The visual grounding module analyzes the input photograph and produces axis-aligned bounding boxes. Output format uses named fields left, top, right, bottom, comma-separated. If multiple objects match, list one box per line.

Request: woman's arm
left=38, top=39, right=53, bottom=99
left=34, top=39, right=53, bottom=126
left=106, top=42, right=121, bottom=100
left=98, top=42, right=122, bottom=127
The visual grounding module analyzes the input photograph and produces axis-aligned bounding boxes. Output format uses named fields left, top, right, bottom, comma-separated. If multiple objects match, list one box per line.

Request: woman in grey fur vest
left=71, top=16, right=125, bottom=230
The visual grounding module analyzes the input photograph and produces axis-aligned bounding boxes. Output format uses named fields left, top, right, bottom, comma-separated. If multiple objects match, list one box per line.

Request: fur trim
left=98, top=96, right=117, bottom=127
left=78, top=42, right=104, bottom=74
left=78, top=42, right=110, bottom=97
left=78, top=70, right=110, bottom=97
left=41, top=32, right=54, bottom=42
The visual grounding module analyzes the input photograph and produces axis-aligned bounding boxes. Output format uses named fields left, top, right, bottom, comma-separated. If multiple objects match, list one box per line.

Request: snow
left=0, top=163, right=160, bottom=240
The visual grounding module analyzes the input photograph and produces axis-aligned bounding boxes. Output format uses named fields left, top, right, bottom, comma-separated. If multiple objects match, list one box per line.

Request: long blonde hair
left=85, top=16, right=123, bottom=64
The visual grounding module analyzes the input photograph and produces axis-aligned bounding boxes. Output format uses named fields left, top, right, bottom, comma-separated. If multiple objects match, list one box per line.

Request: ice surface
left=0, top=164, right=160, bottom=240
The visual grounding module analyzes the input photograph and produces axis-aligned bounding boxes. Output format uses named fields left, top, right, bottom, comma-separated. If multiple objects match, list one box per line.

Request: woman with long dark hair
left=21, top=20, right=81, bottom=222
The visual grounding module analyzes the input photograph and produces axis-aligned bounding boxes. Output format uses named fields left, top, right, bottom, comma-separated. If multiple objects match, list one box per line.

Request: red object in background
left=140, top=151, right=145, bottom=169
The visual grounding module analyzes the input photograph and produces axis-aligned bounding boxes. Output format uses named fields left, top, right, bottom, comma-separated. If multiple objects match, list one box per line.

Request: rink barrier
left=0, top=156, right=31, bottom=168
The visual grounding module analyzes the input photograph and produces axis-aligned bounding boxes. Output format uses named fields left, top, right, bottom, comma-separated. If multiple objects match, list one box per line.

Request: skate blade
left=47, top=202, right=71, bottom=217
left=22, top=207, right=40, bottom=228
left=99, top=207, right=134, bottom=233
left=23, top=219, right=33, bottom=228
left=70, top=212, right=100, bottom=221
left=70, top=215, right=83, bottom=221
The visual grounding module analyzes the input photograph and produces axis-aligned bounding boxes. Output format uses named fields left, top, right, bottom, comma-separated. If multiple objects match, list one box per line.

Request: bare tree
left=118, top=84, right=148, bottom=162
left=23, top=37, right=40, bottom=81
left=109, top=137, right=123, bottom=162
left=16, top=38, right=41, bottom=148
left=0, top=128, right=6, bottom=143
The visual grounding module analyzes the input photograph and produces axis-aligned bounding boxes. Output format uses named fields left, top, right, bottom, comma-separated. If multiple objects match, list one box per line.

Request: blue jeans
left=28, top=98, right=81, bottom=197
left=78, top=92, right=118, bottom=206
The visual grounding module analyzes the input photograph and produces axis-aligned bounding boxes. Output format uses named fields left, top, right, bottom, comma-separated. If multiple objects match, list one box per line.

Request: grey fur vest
────────────────────
Every one of the records is to be copied word for word.

• EXERCISE RESULT:
The visual grounding module analyzes the input photograph and produces axis-aligned bounding boxes. Output format uses named fields left, top, right, bottom, comma-separated. If multiple objects match, list one box per line.

Request: woman's arm
left=38, top=39, right=53, bottom=99
left=34, top=39, right=53, bottom=126
left=106, top=42, right=121, bottom=100
left=98, top=42, right=122, bottom=127
The visual grounding module analyzes the input photograph and produces axis-aligned bounding boxes. Output format uses named fields left, top, right, bottom, comma-separated. If multiple objects match, list one box per line.

Request: woman in grey fur vest
left=71, top=16, right=125, bottom=230
The visual grounding module analyzes the input photograph and produces axis-aligned bounding boxes. Output format uses named fields left, top, right, bottom, comma-separated. If multiple objects match, list one box per line.

Request: fur trim
left=98, top=96, right=117, bottom=127
left=78, top=42, right=104, bottom=74
left=78, top=42, right=110, bottom=97
left=78, top=70, right=110, bottom=97
left=41, top=32, right=54, bottom=42
The visual grounding module analyzes the input photograph and produces axis-aligned bounding boxes. Output format uses named fields left, top, right, bottom, comma-separated. If multiple objects match, list one box per line.

Request: snow
left=0, top=163, right=160, bottom=240
The visual grounding module analyzes the input photograph and produces axis-aligned bounding boxes. Output format uses named fields left, top, right, bottom, comma-separated. If multiple objects match, list one box per line.

Request: long blonde hair
left=85, top=16, right=123, bottom=64
The visual grounding module analyzes the input photograph and produces axis-aligned bounding boxes. Output format uses named fields left, top, right, bottom, comma-separated. If multiple objects match, list one box per line.

Request: ice surface
left=0, top=164, right=160, bottom=240
The visual grounding module analyzes the input photograph and produces axis-aligned bounding boxes. Output format uses named fields left, top, right, bottom, comma-separated. If multiple objects match, list one box per line.

Request: woman with long dark hair
left=21, top=20, right=81, bottom=222
The visual grounding module analyzes the input photograph and produces axis-aligned bounding boxes. Output format uses named fields left, top, right, bottom, comma-separated. If multiple objects match, list one box per line.

Request: red object in background
left=140, top=151, right=145, bottom=169
The visual grounding module analyzes the input photograph and produces axis-aligned bounding boxes. Output format uses named fields left, top, right, bottom, comma-separated. If multiple objects match, list one box per line.

Request: rink barrier
left=0, top=156, right=31, bottom=168
The visual grounding module analyzes the input photograph and produces axis-aligned bounding boxes. Output format uses named fields left, top, right, bottom, comma-separated. If multiple objects match, list one box per line.

Request: skate blade
left=47, top=202, right=71, bottom=217
left=22, top=207, right=40, bottom=228
left=99, top=207, right=134, bottom=233
left=23, top=219, right=33, bottom=228
left=70, top=212, right=100, bottom=221
left=70, top=215, right=83, bottom=221
The visual grounding module analyzes the input photograph and produces axis-aligned bounding boxes. Output format uses named fields left, top, right, bottom, comma-separated. If multiple objects match, list one box per line.

Request: bare tree
left=118, top=84, right=148, bottom=162
left=23, top=37, right=40, bottom=81
left=109, top=137, right=123, bottom=162
left=16, top=38, right=41, bottom=148
left=0, top=128, right=6, bottom=143
The visual grounding module analyzes the input photograph and produces axis-aligned bounding boxes. Output format uses named fields left, top, right, bottom, comma-separated. If multiple objects match, list one box per line.

Request: blue jeans
left=28, top=98, right=81, bottom=197
left=78, top=92, right=118, bottom=206
The visual grounding module analyzes the input photograph and produces axis-aligned bounding boxes. Output format uses named fields left, top, right, bottom, comma-separated. If multiple objects match, list one box per line.

Request: grey fur vest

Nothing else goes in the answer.